Karim Zeribi : « L’accord de 1968 est agité pour dégrader la relation entre la France et l’Algérie »

Karim Zeribi, ancien député européen, accuse, dans cet entretien, les nostalgiques de l’Algérie et ceux qui veulent nuire à la relation entre la France et l’Algérie d’agiter le chiffon rouge de l’accord de 1968 dont un projet de révocation présenté jeudi 7 décembre par Les Républicains (droite) a été rejeté par l’Assemblée nationale française.

Le projet de résolution présenté par la droite pour dénoncer l’accord de 1968 a été rejeté par l’assemblée nationale ce jeudi. Quelle est votre réaction ?

◆ Exercice court 1: Dans les entrées, de la première ligne jusqu'à la ligne contenant « 75), (95, 68)] » incluse, remplacez « small leaf cluster » par « dense leaf cluster » sans rien modifier d'autre. Recopiez uniquement ces lignes, sans les images.
Les entrées qui suivent n'ont aucun lien avec l'extrait.

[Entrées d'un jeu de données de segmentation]
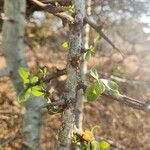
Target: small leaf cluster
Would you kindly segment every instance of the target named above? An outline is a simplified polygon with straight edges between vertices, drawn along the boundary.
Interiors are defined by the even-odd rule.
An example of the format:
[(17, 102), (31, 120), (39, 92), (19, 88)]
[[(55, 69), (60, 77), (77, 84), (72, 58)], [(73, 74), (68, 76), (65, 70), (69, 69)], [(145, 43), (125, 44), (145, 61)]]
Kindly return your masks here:
[(19, 102), (27, 101), (31, 94), (34, 96), (41, 96), (45, 93), (41, 86), (36, 85), (39, 81), (38, 76), (31, 76), (25, 68), (20, 68), (18, 73), (23, 80), (24, 89), (20, 93), (18, 100)]
[(90, 70), (90, 75), (95, 79), (93, 83), (90, 83), (85, 90), (85, 97), (87, 101), (97, 100), (105, 90), (119, 94), (118, 84), (112, 80), (99, 79), (99, 75), (95, 68)]

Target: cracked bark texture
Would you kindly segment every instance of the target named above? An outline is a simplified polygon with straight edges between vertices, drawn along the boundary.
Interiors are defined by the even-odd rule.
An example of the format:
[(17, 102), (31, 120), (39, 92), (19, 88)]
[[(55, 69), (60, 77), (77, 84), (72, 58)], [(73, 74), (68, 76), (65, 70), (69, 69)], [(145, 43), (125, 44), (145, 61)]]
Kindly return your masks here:
[[(91, 15), (91, 0), (86, 1), (86, 15)], [(83, 30), (83, 46), (85, 49), (89, 48), (89, 33), (90, 33), (90, 26), (86, 24)], [(84, 54), (81, 56), (80, 62), (80, 76), (81, 80), (85, 81), (85, 75), (87, 73), (87, 62), (84, 61)], [(84, 103), (84, 95), (83, 90), (80, 89), (77, 93), (77, 102), (76, 102), (76, 114), (75, 114), (75, 124), (77, 129), (82, 132), (82, 121), (83, 121), (83, 103)]]
[[(5, 0), (4, 13), (7, 20), (4, 20), (2, 28), (2, 52), (6, 57), (9, 75), (18, 94), (23, 89), (18, 69), (27, 67), (23, 53), (25, 11), (26, 0)], [(34, 111), (34, 109), (42, 103), (40, 97), (31, 97), (24, 103), (26, 112), (23, 118), (23, 139), (30, 148), (23, 146), (22, 149), (28, 150), (31, 147), (39, 149), (42, 112)]]
[[(80, 74), (80, 56), (82, 44), (83, 18), (85, 16), (85, 1), (73, 0), (75, 6), (76, 23), (70, 25), (69, 51), (67, 59), (67, 81), (64, 91), (66, 103), (71, 100), (77, 100), (77, 85), (81, 78)], [(75, 103), (67, 105), (63, 112), (63, 123), (58, 135), (58, 150), (71, 149), (71, 138), (75, 128)]]

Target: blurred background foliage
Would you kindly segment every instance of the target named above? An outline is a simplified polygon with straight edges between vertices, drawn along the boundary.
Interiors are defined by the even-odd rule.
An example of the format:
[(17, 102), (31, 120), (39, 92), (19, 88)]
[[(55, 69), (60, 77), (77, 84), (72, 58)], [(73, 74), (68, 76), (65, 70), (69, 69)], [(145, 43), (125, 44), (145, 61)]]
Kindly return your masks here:
[[(47, 66), (49, 71), (53, 66), (64, 68), (67, 49), (62, 47), (62, 43), (68, 40), (68, 26), (63, 27), (62, 21), (51, 14), (29, 8), (33, 6), (28, 5), (30, 11), (27, 10), (24, 41), (30, 70), (34, 72), (39, 66)], [(150, 100), (150, 1), (92, 0), (91, 8), (94, 20), (103, 26), (104, 33), (124, 55), (101, 39), (95, 55), (88, 62), (88, 68), (94, 66), (102, 78), (116, 80), (121, 93), (145, 101)], [(0, 0), (0, 12), (3, 15), (3, 0)], [(92, 44), (97, 33), (90, 29), (89, 35)], [(1, 36), (0, 33), (0, 44)], [(0, 68), (5, 65), (5, 57), (1, 54)], [(55, 89), (57, 96), (62, 94), (65, 79), (63, 76), (50, 83), (51, 90)], [(21, 128), (20, 116), (23, 109), (15, 102), (15, 97), (10, 80), (6, 77), (0, 78), (0, 140), (7, 139)], [(6, 109), (10, 110), (10, 115), (3, 113)], [(20, 115), (12, 117), (12, 112)], [(118, 147), (116, 149), (150, 149), (149, 114), (104, 98), (86, 104), (84, 113), (84, 129), (99, 125), (101, 129), (97, 132), (97, 138), (112, 140)], [(54, 149), (60, 118), (59, 115), (44, 116), (42, 150)], [(21, 140), (16, 140), (6, 146), (6, 149), (20, 149), (20, 143)]]

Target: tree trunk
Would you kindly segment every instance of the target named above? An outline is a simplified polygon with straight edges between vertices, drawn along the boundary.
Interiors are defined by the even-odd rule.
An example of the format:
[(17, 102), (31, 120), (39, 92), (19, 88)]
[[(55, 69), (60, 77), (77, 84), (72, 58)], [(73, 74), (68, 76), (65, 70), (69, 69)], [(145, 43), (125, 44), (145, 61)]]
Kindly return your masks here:
[[(82, 29), (83, 18), (85, 16), (85, 1), (73, 0), (73, 5), (76, 10), (76, 23), (70, 25), (70, 41), (69, 52), (67, 60), (67, 81), (64, 91), (64, 99), (67, 103), (67, 108), (63, 113), (62, 128), (58, 137), (58, 150), (69, 150), (71, 145), (71, 138), (75, 127), (75, 103), (77, 101), (77, 85), (80, 77), (80, 56), (82, 45)], [(70, 102), (69, 101), (74, 101)]]
[[(2, 47), (6, 56), (7, 67), (10, 70), (10, 78), (19, 94), (23, 89), (22, 80), (18, 75), (20, 67), (27, 67), (23, 53), (24, 26), (25, 26), (26, 0), (5, 0), (4, 20), (2, 28)], [(34, 147), (39, 149), (39, 135), (42, 112), (35, 111), (42, 104), (40, 97), (31, 97), (24, 106), (26, 112), (23, 118), (23, 139), (25, 150)], [(30, 148), (29, 148), (30, 147)]]
[[(86, 3), (86, 14), (91, 15), (91, 0), (87, 0)], [(89, 32), (90, 32), (90, 26), (88, 24), (85, 25), (83, 30), (83, 45), (85, 49), (89, 48)], [(85, 75), (87, 73), (87, 62), (84, 61), (84, 54), (81, 56), (81, 67), (80, 67), (80, 74), (81, 74), (81, 80), (85, 81)], [(77, 102), (76, 102), (76, 113), (75, 113), (75, 124), (77, 129), (82, 132), (82, 121), (83, 121), (83, 103), (84, 103), (84, 95), (83, 90), (79, 90), (77, 93)]]

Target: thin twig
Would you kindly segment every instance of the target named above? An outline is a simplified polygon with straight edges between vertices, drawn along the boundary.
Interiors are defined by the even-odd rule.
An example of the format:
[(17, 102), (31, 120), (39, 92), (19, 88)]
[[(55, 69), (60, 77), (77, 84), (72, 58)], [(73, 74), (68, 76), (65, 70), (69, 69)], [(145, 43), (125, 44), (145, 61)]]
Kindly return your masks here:
[(103, 95), (123, 104), (126, 104), (129, 107), (150, 112), (150, 104), (148, 102), (143, 102), (141, 100), (137, 100), (126, 95), (115, 94), (110, 92), (105, 92), (103, 93)]

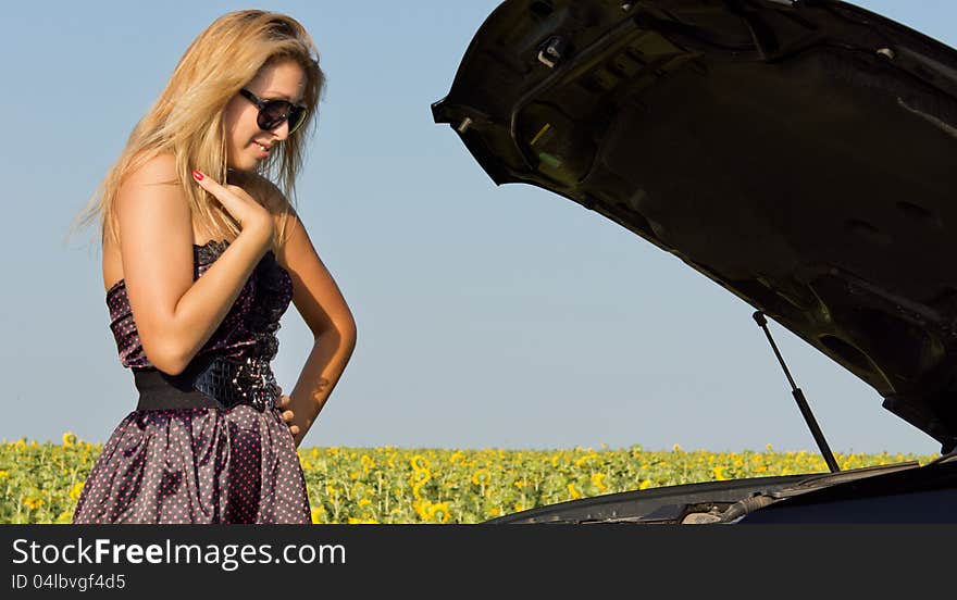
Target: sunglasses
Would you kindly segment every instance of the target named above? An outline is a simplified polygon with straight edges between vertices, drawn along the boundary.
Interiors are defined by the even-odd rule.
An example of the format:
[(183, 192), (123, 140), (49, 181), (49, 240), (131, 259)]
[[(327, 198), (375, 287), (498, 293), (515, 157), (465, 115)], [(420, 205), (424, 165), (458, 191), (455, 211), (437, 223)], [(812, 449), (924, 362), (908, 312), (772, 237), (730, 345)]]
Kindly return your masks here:
[(256, 124), (264, 132), (271, 132), (288, 121), (291, 135), (306, 121), (306, 107), (297, 107), (285, 100), (262, 100), (248, 89), (240, 89), (239, 93), (259, 109)]

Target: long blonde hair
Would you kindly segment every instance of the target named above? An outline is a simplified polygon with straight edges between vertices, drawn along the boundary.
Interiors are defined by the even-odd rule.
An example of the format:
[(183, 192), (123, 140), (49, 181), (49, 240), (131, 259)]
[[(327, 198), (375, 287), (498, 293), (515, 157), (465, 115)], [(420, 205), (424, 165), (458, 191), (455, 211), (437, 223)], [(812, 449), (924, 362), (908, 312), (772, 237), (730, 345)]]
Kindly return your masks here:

◆ Exercice court 2: Relevez dans l'extrait tous les noms propres de personnes, de pays, de partis et d'institutions, en citant chacun une seule fois.

◆ Réponse 1:
Target: dense leaf cluster
Would you kindly segment every instance of the target named above? An outline is a simplified polygon with straight edges between vertices, drawn along the boundary.
Interiors are defined by the even-odd rule.
An example of the format:
[(17, 102), (31, 120), (39, 92), (19, 88)]
[[(55, 69), (60, 77), (77, 84), (72, 58)], [(73, 74), (68, 76), (65, 70), (69, 69)], [(145, 43), (125, 44), (145, 61)]]
Kindly return your masks here:
[(19, 102), (27, 101), (31, 94), (34, 96), (41, 96), (45, 93), (41, 86), (36, 85), (39, 81), (38, 76), (31, 76), (25, 68), (20, 68), (18, 73), (23, 80), (24, 89), (20, 93), (18, 100)]
[(90, 70), (90, 75), (95, 79), (93, 83), (90, 83), (85, 90), (85, 97), (87, 101), (97, 100), (105, 90), (119, 94), (118, 84), (112, 80), (99, 79), (99, 75), (95, 68)]

◆ Réponse 2: Karim Zeribi, France, Algérie, Les Républicains, Assemblée nationale